§ **Work order**
Report how many lines of the data below contain "fluffy". Give nothing besides the number.

§ **Items from a dataset**
——————
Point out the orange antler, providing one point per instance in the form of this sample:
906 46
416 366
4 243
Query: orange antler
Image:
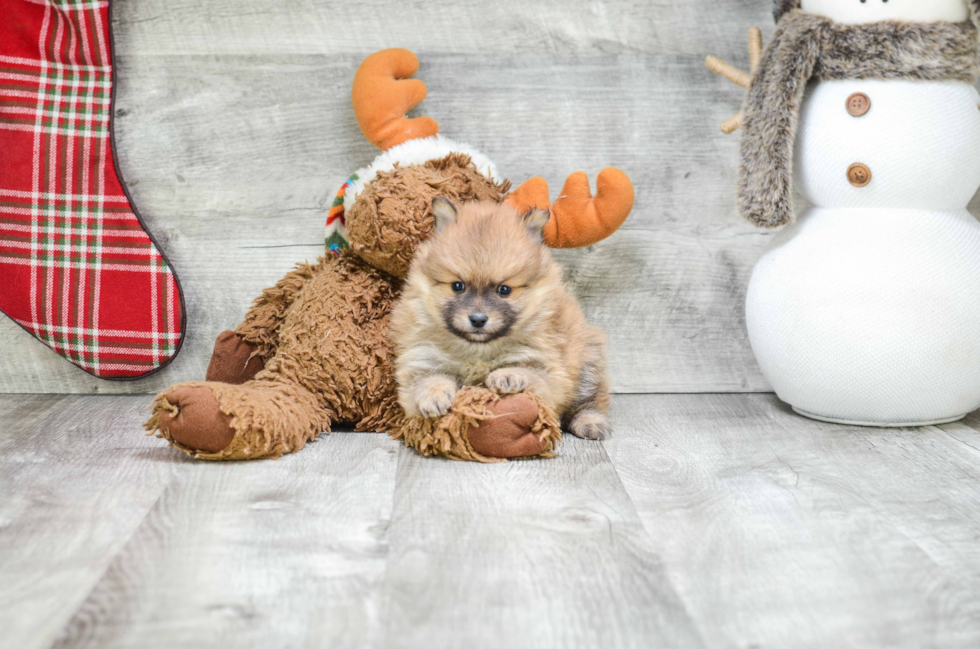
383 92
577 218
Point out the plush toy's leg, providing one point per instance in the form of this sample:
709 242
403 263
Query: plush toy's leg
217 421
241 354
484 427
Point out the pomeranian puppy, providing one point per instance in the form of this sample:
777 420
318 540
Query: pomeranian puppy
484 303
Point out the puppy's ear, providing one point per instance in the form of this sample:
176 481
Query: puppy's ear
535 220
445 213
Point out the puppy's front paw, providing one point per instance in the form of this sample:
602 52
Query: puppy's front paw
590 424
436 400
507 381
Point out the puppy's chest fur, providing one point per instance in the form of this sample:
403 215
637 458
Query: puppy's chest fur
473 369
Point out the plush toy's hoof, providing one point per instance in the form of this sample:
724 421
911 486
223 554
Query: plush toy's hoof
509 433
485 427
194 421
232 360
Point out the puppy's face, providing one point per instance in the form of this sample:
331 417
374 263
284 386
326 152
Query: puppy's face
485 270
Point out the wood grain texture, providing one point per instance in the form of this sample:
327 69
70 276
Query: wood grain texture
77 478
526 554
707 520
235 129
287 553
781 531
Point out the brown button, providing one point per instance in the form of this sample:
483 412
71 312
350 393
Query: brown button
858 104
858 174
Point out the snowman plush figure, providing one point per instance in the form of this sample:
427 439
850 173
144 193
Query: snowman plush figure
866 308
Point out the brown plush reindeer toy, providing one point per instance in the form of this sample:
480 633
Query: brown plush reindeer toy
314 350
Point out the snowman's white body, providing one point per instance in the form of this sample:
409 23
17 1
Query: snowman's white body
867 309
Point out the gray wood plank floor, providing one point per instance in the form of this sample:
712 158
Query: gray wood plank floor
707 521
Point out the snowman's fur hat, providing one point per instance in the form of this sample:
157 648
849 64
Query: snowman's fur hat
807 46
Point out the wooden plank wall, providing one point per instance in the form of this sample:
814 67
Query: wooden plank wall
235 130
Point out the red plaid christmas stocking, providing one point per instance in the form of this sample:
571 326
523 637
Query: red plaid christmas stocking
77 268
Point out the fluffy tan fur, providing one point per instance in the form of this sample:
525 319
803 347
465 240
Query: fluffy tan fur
——————
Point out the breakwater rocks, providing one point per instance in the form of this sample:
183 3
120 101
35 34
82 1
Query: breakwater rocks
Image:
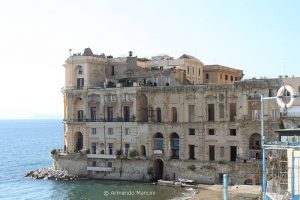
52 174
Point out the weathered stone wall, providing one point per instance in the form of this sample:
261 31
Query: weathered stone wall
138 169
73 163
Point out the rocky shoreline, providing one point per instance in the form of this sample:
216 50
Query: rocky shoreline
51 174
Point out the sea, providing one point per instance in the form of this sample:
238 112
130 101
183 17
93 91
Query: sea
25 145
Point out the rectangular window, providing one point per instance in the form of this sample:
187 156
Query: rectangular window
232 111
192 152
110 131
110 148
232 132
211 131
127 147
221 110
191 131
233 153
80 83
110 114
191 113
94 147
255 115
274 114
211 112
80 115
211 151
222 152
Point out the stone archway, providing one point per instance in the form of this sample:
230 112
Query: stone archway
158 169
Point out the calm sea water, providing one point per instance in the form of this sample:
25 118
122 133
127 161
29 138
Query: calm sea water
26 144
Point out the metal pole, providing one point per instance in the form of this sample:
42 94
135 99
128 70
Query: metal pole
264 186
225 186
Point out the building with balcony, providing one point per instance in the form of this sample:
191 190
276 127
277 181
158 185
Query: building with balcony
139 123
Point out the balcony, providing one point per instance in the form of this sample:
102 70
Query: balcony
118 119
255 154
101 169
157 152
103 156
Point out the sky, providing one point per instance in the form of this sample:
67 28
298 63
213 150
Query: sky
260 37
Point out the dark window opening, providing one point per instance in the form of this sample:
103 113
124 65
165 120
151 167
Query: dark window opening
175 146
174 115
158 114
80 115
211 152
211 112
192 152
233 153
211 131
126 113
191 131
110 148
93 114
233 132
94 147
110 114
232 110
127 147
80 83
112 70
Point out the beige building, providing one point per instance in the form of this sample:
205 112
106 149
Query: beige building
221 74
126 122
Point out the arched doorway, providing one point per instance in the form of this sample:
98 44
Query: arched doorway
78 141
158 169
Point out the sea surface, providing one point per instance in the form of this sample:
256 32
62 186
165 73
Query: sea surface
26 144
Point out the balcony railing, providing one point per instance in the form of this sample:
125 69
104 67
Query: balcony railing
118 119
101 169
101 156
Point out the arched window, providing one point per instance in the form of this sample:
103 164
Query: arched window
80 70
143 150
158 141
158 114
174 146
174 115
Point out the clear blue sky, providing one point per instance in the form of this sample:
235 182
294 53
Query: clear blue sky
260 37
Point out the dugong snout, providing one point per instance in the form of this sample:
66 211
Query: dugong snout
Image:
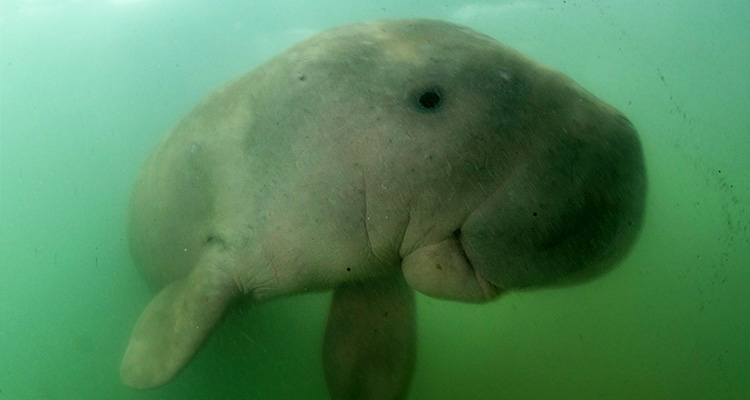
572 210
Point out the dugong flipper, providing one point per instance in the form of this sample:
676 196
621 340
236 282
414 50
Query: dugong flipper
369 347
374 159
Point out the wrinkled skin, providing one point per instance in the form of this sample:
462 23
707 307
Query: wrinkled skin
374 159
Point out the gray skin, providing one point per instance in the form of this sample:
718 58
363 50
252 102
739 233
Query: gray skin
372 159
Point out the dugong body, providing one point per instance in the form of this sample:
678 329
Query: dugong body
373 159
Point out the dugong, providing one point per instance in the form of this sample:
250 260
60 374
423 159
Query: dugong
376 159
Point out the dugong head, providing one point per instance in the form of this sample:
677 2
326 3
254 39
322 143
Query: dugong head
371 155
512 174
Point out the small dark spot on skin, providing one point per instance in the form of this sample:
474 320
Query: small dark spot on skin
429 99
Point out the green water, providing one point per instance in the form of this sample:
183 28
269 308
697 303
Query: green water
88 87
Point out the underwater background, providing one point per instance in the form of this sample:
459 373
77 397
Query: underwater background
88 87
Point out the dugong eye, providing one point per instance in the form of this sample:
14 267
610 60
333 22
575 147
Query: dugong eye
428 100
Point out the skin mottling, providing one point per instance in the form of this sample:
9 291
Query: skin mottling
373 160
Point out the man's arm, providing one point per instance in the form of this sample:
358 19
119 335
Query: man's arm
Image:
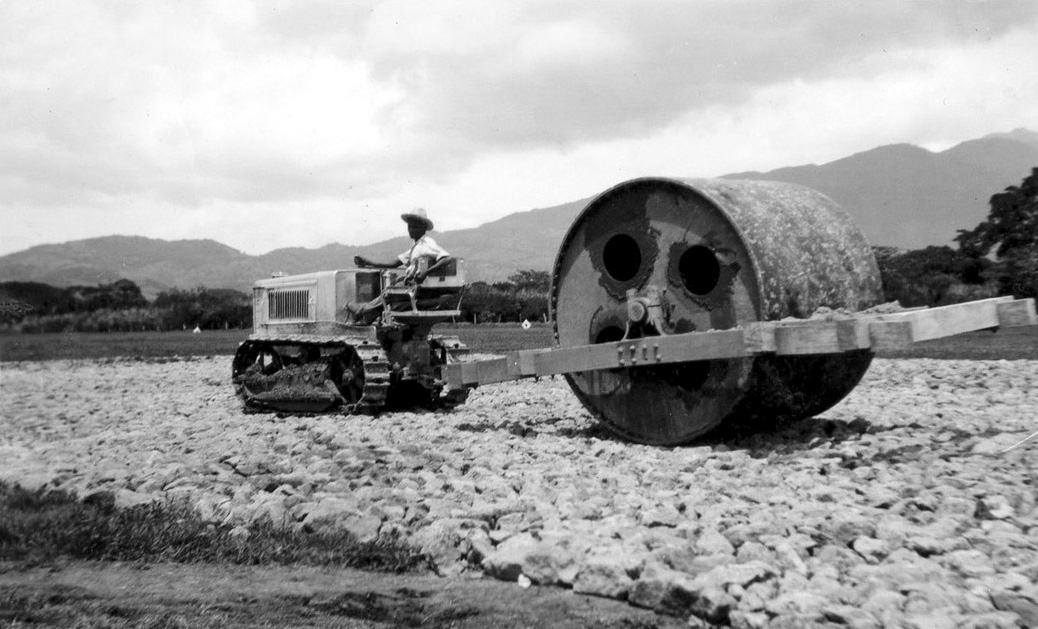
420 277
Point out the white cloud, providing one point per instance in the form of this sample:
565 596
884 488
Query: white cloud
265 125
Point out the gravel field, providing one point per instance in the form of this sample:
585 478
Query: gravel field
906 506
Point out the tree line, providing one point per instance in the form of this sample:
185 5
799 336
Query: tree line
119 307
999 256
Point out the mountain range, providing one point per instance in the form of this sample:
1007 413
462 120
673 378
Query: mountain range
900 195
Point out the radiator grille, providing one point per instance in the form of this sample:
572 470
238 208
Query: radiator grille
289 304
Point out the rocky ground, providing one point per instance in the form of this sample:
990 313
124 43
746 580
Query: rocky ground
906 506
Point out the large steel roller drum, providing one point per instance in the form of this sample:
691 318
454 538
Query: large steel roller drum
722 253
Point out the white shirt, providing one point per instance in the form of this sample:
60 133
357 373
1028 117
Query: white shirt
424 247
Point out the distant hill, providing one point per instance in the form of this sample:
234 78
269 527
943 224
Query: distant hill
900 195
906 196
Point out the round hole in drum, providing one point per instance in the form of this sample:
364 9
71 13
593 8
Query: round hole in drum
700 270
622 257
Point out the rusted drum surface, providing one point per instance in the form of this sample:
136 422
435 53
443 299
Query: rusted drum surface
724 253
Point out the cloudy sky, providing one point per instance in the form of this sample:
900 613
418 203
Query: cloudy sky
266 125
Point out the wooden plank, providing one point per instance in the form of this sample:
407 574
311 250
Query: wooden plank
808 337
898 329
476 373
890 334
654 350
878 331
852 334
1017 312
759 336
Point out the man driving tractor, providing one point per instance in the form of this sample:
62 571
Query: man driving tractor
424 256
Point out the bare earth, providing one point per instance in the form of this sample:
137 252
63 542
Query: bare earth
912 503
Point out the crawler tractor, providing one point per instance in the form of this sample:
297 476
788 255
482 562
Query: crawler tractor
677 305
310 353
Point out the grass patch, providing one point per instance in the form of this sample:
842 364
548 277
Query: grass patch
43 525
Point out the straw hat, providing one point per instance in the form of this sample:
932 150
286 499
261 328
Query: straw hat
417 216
——————
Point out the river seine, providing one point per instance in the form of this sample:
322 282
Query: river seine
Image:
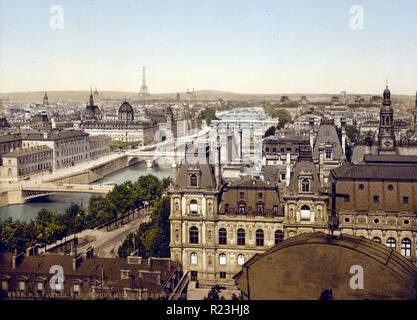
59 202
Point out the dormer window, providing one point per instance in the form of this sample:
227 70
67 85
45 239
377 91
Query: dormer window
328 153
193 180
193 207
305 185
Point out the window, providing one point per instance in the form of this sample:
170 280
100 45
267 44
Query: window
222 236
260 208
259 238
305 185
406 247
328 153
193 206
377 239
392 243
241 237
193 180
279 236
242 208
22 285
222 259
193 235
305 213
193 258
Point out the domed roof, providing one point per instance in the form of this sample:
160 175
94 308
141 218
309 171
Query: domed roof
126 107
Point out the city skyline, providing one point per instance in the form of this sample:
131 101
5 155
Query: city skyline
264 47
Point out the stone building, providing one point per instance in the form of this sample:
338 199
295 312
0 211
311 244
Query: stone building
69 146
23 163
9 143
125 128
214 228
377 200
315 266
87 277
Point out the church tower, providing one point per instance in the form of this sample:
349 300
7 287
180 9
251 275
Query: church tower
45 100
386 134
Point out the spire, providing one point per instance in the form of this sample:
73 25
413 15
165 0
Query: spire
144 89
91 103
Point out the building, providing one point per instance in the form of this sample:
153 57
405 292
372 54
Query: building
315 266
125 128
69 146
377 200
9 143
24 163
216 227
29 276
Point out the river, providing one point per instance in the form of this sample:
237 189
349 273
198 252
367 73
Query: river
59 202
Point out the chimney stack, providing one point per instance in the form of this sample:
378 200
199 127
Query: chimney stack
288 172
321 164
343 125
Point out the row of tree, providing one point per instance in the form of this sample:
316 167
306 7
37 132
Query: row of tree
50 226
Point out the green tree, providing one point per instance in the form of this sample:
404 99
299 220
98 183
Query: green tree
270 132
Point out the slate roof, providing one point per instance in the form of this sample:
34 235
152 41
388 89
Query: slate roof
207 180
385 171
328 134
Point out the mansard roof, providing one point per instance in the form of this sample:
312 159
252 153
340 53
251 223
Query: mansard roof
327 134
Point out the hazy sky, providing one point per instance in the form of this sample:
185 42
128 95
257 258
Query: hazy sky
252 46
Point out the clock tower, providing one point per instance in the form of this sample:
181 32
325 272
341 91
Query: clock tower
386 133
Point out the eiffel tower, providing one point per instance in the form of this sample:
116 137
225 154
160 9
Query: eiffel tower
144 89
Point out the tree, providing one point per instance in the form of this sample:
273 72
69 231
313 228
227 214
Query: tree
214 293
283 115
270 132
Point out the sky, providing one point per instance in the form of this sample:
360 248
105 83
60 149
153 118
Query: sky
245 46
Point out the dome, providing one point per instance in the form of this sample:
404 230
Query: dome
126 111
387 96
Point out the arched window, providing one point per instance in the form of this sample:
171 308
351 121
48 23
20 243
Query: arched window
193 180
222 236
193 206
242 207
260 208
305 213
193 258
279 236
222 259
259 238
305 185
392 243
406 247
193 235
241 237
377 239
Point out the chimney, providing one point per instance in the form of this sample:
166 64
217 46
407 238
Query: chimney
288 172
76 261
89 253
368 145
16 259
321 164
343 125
——————
§ **Solution to this problem**
2